--- Begin ---
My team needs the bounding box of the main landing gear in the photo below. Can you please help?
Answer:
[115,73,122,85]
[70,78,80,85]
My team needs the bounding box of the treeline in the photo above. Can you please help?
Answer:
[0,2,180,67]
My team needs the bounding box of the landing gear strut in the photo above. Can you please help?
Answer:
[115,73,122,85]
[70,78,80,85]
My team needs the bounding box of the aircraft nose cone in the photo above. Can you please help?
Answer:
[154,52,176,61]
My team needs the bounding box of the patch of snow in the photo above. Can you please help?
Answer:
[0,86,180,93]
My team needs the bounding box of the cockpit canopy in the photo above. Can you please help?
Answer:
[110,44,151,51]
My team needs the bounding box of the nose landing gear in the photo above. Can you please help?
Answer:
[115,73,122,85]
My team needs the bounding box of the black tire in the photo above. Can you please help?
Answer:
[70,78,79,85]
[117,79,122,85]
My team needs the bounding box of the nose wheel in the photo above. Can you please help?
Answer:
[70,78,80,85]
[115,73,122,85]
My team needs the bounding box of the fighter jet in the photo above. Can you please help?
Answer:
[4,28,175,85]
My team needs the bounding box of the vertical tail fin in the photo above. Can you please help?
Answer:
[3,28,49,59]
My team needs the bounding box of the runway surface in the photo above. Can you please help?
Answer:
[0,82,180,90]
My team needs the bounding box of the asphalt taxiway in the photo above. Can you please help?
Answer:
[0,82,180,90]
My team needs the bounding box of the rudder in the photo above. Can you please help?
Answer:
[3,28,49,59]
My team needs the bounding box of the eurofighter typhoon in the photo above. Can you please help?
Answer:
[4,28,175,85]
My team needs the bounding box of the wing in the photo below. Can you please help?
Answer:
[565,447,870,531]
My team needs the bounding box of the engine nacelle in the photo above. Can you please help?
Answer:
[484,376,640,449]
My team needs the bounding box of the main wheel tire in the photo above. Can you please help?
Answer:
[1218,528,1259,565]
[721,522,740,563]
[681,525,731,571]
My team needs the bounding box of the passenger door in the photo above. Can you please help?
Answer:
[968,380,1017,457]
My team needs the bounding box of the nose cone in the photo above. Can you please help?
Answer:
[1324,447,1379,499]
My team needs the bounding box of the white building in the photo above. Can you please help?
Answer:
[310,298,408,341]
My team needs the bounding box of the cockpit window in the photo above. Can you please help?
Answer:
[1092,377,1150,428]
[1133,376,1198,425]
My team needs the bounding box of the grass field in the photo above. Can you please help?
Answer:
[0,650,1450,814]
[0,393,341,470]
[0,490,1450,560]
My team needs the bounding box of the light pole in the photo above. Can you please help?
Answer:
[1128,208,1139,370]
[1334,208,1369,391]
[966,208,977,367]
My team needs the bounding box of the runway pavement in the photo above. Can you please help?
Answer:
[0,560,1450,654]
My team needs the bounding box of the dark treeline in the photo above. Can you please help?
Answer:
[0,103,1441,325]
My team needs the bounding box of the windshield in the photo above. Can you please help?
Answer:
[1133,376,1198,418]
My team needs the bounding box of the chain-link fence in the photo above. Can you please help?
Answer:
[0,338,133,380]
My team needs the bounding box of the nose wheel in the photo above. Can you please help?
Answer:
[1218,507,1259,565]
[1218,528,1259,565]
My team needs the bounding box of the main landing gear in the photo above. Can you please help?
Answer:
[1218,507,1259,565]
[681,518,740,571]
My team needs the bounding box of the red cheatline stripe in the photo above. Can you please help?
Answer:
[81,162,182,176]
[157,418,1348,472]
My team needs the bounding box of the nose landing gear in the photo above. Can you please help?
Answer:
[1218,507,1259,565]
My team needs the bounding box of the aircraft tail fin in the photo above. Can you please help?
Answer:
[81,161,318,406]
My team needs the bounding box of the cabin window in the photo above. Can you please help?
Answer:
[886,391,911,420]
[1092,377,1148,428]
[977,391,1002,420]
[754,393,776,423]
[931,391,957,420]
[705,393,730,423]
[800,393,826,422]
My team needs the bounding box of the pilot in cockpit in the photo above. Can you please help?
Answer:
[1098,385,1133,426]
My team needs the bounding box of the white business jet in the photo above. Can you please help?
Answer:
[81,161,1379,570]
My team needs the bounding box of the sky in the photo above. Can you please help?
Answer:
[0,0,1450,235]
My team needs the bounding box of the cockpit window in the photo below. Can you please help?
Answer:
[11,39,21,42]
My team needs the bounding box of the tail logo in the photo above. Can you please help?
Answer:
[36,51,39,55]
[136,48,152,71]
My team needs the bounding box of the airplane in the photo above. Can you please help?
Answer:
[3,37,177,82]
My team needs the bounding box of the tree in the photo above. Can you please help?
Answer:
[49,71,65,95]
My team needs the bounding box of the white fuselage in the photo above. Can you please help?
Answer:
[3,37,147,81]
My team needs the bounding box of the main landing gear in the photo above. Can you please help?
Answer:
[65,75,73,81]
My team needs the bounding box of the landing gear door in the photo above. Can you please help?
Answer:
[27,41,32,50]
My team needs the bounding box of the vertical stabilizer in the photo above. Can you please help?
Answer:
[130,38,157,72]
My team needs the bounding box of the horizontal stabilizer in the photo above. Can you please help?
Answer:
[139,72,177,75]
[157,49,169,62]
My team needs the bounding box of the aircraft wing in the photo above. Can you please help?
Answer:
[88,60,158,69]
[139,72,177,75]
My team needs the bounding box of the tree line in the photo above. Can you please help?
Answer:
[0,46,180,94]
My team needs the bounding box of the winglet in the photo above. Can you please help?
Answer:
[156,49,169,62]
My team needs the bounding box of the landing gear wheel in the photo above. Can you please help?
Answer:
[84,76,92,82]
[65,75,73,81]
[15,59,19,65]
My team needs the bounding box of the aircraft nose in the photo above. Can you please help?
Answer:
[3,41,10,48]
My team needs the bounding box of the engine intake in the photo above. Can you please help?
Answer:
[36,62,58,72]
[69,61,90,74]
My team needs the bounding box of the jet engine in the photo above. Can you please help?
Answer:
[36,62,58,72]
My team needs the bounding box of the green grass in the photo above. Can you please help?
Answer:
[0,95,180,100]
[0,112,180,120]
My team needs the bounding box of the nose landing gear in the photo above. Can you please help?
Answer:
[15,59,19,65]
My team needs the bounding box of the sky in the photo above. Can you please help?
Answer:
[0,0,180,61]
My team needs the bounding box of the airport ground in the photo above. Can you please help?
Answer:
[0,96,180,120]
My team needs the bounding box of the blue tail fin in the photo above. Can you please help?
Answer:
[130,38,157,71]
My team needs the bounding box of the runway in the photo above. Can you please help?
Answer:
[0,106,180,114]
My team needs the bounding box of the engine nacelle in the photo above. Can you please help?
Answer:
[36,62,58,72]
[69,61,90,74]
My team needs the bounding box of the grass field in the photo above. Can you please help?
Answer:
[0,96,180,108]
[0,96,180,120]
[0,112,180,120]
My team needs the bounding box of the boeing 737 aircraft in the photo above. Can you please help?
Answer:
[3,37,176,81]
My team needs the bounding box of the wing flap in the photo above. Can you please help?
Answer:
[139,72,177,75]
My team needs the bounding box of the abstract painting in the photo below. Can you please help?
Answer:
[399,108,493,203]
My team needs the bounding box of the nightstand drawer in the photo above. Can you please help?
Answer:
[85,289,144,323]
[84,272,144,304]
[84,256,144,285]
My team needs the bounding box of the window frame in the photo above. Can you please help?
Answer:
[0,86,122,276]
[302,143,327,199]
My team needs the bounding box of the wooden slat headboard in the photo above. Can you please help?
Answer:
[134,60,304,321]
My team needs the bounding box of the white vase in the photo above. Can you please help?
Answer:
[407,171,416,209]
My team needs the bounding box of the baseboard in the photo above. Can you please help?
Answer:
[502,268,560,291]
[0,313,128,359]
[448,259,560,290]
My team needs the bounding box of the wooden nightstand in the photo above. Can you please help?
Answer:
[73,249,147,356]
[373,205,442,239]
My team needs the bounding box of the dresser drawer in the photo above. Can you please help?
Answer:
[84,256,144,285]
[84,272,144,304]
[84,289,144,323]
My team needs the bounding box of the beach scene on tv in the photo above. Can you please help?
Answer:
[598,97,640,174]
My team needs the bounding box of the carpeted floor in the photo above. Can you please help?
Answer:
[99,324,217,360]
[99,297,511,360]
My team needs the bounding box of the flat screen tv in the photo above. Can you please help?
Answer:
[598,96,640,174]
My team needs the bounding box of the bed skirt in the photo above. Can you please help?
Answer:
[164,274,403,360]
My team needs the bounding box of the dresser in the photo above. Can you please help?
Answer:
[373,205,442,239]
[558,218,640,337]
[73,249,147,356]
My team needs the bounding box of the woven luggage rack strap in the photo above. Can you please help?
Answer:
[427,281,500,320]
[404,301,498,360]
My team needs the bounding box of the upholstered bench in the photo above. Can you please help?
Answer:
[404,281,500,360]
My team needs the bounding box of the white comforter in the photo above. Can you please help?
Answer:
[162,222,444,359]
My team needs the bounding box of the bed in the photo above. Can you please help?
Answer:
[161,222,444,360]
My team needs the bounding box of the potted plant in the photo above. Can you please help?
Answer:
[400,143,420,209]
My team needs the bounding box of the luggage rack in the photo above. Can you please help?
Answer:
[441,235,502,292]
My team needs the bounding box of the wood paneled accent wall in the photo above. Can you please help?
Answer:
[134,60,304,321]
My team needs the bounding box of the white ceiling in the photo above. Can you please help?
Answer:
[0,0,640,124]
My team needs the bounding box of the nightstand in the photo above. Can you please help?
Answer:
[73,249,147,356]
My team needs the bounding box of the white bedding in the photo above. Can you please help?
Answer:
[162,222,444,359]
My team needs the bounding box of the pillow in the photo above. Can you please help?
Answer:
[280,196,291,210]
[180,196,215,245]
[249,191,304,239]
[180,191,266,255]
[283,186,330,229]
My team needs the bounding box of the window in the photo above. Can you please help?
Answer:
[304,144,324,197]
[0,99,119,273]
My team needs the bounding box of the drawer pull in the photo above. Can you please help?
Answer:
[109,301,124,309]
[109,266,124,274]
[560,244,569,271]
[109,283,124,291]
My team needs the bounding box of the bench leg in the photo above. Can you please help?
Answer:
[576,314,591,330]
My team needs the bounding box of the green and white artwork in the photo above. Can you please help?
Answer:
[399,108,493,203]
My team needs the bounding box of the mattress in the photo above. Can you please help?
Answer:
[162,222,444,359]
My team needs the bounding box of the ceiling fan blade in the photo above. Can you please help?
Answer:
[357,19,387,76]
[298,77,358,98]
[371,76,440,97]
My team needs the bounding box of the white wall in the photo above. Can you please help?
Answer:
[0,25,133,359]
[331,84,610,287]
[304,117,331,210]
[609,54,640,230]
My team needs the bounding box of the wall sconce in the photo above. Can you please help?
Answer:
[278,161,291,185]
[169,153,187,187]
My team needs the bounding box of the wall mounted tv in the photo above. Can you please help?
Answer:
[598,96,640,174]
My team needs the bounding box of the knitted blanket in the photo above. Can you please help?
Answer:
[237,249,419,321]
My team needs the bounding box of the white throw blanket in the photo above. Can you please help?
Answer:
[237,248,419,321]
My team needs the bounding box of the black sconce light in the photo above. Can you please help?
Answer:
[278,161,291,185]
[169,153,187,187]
--- End ---
§ What you are asked to do
Starting with the line that contains "My team needs the bounding box of the landing gear door" and going on through the line that contains "[3,41,10,48]", write those lines out again with "winglet" swapped for "wingtip device" and nothing else changed.

§ Exercise solution
My team needs the bounding box of the landing gear door in the photo above. Can you please help?
Answer:
[27,41,32,50]
My team needs the bounding box of the vertical stabilizer in the photo above. Can you please help?
Answer:
[130,38,157,72]
My team needs the bounding box of the horizontal stabilizer in the photo above. Can you please help?
Answer:
[139,72,177,75]
[157,49,169,62]
My team needs the bounding box of the aircraft wing in the photo above. Can you please help?
Answer:
[88,60,158,69]
[139,72,177,75]
My team needs the bounding box of the tree line in the photo above. Can you please help?
Answer:
[0,46,180,94]
My team needs the bounding box of the wingtip device in the photo above. Can you please help?
Answer:
[156,49,169,62]
My team needs the bounding box of the landing gear wheel in the photo above. Can you please help?
Answer:
[84,76,92,82]
[65,75,73,81]
[15,59,19,65]
My team needs the bounding box of the aircraft nose in the photo above. Can you please help?
Answer:
[3,41,10,48]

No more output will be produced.